• **WORK TO BE COMPLETED**
Reproduce the listing verbatim.

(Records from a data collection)
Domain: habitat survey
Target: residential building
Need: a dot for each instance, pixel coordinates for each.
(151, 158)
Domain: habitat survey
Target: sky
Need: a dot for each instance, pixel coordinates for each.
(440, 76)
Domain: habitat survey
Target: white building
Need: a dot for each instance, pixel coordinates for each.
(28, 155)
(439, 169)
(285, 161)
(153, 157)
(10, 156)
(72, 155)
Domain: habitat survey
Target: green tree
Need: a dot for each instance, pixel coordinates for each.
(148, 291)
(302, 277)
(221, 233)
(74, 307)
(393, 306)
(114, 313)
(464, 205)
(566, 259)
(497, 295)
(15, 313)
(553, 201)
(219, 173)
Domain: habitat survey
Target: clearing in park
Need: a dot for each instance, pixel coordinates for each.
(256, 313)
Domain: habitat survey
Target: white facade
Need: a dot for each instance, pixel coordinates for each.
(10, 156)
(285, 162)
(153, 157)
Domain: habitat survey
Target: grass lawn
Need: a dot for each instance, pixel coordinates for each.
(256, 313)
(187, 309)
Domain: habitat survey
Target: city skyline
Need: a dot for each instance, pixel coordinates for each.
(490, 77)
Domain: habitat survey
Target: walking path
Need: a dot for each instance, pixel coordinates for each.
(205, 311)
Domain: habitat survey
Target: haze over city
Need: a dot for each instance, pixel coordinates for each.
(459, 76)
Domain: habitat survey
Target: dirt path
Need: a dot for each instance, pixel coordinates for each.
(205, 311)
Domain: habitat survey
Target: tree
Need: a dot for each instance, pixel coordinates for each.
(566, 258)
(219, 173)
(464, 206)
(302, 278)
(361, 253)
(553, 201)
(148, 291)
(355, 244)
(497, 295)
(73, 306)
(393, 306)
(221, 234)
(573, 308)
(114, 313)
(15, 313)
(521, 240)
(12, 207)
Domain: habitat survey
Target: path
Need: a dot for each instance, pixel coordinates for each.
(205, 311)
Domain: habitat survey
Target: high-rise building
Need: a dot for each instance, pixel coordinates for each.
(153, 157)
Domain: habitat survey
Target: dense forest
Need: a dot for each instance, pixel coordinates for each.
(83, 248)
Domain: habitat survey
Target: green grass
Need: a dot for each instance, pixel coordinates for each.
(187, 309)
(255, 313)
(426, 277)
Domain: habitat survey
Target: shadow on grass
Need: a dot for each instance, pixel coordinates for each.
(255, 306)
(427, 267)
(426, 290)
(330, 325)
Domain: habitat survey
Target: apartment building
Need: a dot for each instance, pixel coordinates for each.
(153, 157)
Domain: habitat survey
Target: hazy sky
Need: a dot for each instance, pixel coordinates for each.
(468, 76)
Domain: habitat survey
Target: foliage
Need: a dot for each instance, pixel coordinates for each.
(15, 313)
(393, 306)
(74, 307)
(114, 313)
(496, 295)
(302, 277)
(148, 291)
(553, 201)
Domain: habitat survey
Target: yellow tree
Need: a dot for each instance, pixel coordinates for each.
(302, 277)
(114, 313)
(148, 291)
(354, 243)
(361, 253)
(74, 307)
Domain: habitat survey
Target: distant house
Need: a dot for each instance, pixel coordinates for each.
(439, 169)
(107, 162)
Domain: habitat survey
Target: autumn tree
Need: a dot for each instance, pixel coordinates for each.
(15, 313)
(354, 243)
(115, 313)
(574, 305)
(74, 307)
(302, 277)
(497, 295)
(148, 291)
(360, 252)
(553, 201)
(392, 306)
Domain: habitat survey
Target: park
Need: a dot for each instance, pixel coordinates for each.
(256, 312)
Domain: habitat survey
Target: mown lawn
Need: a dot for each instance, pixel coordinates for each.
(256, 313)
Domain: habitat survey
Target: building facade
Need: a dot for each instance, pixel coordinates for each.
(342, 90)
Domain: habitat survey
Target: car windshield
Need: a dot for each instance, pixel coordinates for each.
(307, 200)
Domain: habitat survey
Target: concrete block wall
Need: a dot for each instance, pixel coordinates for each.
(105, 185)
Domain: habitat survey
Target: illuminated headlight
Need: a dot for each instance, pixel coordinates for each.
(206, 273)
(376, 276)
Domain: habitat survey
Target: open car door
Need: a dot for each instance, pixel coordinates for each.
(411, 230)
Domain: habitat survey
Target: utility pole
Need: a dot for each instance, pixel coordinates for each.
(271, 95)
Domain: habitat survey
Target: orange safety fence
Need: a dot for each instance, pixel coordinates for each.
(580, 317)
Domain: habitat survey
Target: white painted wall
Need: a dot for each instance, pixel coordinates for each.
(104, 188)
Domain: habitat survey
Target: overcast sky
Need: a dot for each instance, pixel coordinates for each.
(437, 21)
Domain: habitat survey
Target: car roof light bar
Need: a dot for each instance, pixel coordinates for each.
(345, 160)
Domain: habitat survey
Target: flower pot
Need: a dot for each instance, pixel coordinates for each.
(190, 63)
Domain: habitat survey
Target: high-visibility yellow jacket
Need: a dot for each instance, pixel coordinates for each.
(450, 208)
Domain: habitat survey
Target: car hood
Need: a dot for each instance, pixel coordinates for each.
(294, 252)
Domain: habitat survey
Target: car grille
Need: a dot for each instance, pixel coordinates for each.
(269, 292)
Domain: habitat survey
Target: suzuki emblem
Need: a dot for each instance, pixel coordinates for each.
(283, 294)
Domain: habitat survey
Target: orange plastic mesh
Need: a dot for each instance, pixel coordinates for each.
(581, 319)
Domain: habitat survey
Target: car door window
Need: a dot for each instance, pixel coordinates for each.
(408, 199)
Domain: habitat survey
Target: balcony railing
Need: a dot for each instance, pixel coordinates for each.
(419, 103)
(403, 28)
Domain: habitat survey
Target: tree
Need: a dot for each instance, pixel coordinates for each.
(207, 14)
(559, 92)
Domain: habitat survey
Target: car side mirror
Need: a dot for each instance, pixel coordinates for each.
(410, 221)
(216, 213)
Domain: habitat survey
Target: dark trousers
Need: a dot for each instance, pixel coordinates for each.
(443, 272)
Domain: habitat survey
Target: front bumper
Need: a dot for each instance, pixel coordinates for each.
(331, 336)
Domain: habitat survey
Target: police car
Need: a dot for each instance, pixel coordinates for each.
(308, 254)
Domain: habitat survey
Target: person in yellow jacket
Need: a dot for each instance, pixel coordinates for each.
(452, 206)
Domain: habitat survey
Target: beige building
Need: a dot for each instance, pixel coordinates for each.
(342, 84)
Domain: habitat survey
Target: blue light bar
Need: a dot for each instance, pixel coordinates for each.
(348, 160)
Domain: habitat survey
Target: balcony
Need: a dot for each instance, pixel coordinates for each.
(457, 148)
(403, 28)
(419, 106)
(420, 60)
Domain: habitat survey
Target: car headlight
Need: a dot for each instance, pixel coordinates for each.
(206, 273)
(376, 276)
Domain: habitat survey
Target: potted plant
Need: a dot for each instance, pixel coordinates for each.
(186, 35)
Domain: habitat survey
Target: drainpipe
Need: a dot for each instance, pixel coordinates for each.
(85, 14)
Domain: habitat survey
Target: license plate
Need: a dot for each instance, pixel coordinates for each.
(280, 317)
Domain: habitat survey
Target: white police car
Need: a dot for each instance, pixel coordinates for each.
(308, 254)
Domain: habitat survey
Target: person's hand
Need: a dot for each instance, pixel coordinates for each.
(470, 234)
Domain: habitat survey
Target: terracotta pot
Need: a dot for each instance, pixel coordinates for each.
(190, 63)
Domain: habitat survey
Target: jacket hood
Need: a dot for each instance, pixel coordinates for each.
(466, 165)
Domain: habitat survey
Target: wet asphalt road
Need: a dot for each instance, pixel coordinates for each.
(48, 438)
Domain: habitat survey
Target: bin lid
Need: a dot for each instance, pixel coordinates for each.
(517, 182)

• **REPLY**
Domain: habitat survey
Target: residential building
Need: a dot for each instance, pixel coordinates for each.
(151, 158)
Domain: habitat survey
Target: sky
Need: a dot for each instance, pixel coordinates for each.
(440, 76)
Domain: habitat survey
Target: white building
Need: a dot for each instance, pixel coordinates for each.
(28, 155)
(439, 169)
(285, 161)
(153, 157)
(10, 156)
(72, 155)
Domain: habitat survey
Target: green tree
Need: a dot for each instance, pixel coordinates for each.
(148, 291)
(302, 277)
(221, 233)
(74, 307)
(393, 306)
(114, 313)
(464, 205)
(566, 259)
(497, 295)
(15, 313)
(553, 201)
(219, 173)
Domain: habitat survey
Target: clearing in park
Need: a dot for each instance, pixel coordinates for each.
(256, 313)
Domain: habitat survey
Target: white facade
Need: a dot for each instance, pixel coordinates for each.
(10, 156)
(285, 162)
(153, 157)
Domain: habitat survey
Target: grass lawn
Need: a dot for each instance, pixel coordinates for each.
(256, 313)
(187, 309)
Domain: habitat survey
Target: city skyline
Need: a dot for each instance, pixel coordinates for each.
(490, 77)
Domain: habitat survey
Target: walking path
Need: a dot for each instance, pixel coordinates for each.
(205, 311)
Domain: habitat survey
Target: haze over city
Need: a dot for each instance, pixel coordinates for each.
(459, 76)
Domain: habitat survey
Target: dirt path
Need: a dot for each instance, pixel coordinates for each.
(205, 311)
Domain: habitat survey
Target: tree
Need: a dot for each instance, pixel coordinates for each.
(566, 258)
(219, 173)
(464, 206)
(302, 278)
(361, 253)
(553, 201)
(148, 291)
(355, 244)
(497, 295)
(73, 306)
(393, 306)
(221, 234)
(573, 308)
(114, 313)
(15, 313)
(521, 240)
(12, 207)
Domain: habitat survey
Target: path
Need: a dot for each instance, pixel coordinates for each.
(205, 311)
Domain: habitat survey
Target: high-rise building
Need: a dot for each instance, pixel coordinates for each.
(153, 157)
Domain: habitat survey
Target: dense forest
Need: a dot for each instance, pixel coordinates for each.
(83, 248)
Domain: habitat survey
Target: green grass
Need: a dot for each instance, pixel coordinates for each.
(187, 309)
(255, 313)
(426, 277)
Domain: habitat survey
Target: shadow on grass
Need: a dot for each instance, pixel coordinates for each.
(255, 306)
(427, 267)
(426, 290)
(330, 325)
Domain: habitat survey
Target: apartment building
Need: a dot for each instance, pixel coordinates for each.
(153, 157)
Domain: habitat survey
Target: hazy sky
Need: a dot for each instance, pixel coordinates for each.
(468, 76)
Domain: habitat survey
Target: foliage
Need: a dot for each instance, pixel coordinates for each.
(15, 313)
(393, 306)
(74, 307)
(114, 313)
(496, 295)
(302, 277)
(148, 291)
(553, 201)
Domain: habitat survey
Target: yellow tree
Need: a dot for each instance, pixel coordinates for each.
(302, 277)
(114, 313)
(148, 291)
(354, 243)
(361, 253)
(74, 307)
Domain: habitat survey
Target: distant house
Need: a dot for each instance, pixel coordinates for each.
(439, 169)
(107, 162)
Domain: habitat survey
Target: autumn tree
Need: a dot for each instance, pixel coordinates for each.
(15, 313)
(354, 243)
(115, 313)
(574, 305)
(74, 307)
(302, 277)
(497, 295)
(148, 291)
(360, 252)
(553, 201)
(392, 306)
Domain: habitat survey
Target: park
Need: a dot for each instance, pixel coordinates for each.
(256, 312)
Domain: habitat survey
Target: mown lawn
Need: a dot for each instance, pixel coordinates for each.
(256, 313)
Domain: habitat survey
Target: building facade
Need: a dot for each instance, pixel coordinates for each.
(342, 90)
Domain: habitat survey
Target: car windshield
Need: a dot for each instance, pixel coordinates for each.
(307, 200)
Domain: habitat survey
Target: concrete block wall
Need: a dot for each instance, pixel coordinates for each.
(105, 185)
Domain: habitat survey
Target: illuminated headlight
Need: a dot for each instance, pixel coordinates for each.
(206, 273)
(376, 276)
Domain: habitat survey
Target: open car door
Need: a dot for each instance, pixel coordinates for each.
(411, 230)
Domain: habitat survey
Target: utility pole
Need: a dot for each instance, pixel coordinates for each.
(271, 95)
Domain: habitat survey
Target: orange safety fence
Need: a dot for each instance, pixel coordinates for each.
(580, 317)
Domain: habitat survey
Target: white painted wall
Need: a dot for each instance, pixel coordinates for each.
(104, 188)
Domain: habitat survey
Target: overcast sky
Need: a dot for each instance, pixel coordinates for each.
(437, 21)
Domain: habitat survey
Target: car roof light bar
Need: a dot for each instance, pixel coordinates for each.
(345, 160)
Domain: habitat survey
Target: flower pot
Need: a dot for each instance, pixel coordinates for each.
(190, 63)
Domain: habitat survey
Target: high-visibility yellow jacket
Need: a dot for each instance, pixel coordinates for each.
(450, 208)
Domain: habitat survey
Target: car hood
Need: a dot for each instance, pixel coordinates for each.
(294, 252)
Domain: habitat survey
Target: car grille
Need: a dot for each instance, pixel coordinates for each.
(269, 292)
Domain: habitat survey
Target: suzuki emblem
Need: a dot for each instance, pixel coordinates for each.
(283, 294)
Domain: habitat survey
Target: orange plastic mesh
Need: a dot for each instance, pixel coordinates for each.
(581, 319)
Domain: habitat survey
Target: car door window
Need: a dot for each instance, pixel coordinates for each.
(408, 199)
Domain: habitat survey
Target: balcony railing
Need: a dot for each instance, pixel coordinates for each.
(419, 103)
(403, 28)
Domain: habitat survey
Target: tree
Need: a dot for each instance, pixel coordinates for each.
(207, 14)
(559, 92)
Domain: habitat survey
Target: car side mirror
Need: a dot for each instance, pixel coordinates for each.
(410, 221)
(216, 213)
Domain: habitat survey
Target: dark trousers
Need: a dot for each instance, pixel coordinates for each.
(443, 272)
Domain: habitat survey
Target: front bumper
Need: a dot for each instance, pixel coordinates for each.
(331, 336)
Domain: habitat survey
Target: police car
Need: a dot for each instance, pixel coordinates for each.
(308, 254)
Domain: habitat survey
Target: person in yellow jacket
Need: a dot for each instance, pixel coordinates for each.
(452, 206)
Domain: habitat survey
Target: beige building
Need: a dot for each instance, pixel coordinates for each.
(342, 84)
Domain: habitat survey
Target: blue light bar
Need: a dot for each instance, pixel coordinates for each.
(348, 160)
Domain: habitat survey
Target: balcony
Need: a dot for each instance, pixel coordinates for each.
(457, 148)
(403, 28)
(419, 106)
(420, 60)
Domain: habitat survey
Target: car headlight
Need: a dot for each instance, pixel coordinates for each.
(206, 273)
(376, 276)
Domain: habitat survey
Target: potted plant
Need: a dot for each instance, pixel coordinates for each.
(186, 35)
Domain: habitat survey
Target: drainpipe
Need: a dot for each instance, pixel coordinates for each.
(85, 14)
Domain: habitat survey
Target: license plate
Need: a dot for each instance, pixel coordinates for each.
(280, 317)
Domain: habitat survey
Target: white police car
Need: a dot for each instance, pixel coordinates for each.
(308, 254)
Domain: habitat survey
Target: person's hand
Need: a dot for each instance, pixel coordinates for each.
(470, 234)
Domain: habitat survey
Target: terracotta pot
Need: a dot for each instance, pixel coordinates for each.
(190, 63)
Domain: habitat survey
Target: jacket hood
Need: a dot for each instance, pixel coordinates for each.
(466, 165)
Domain: habitat survey
Target: wet asphalt road
Need: a dot for each instance, pixel coordinates for each.
(48, 438)
Domain: habitat survey
Target: bin lid
Need: a dot for each instance, pixel coordinates for each.
(517, 182)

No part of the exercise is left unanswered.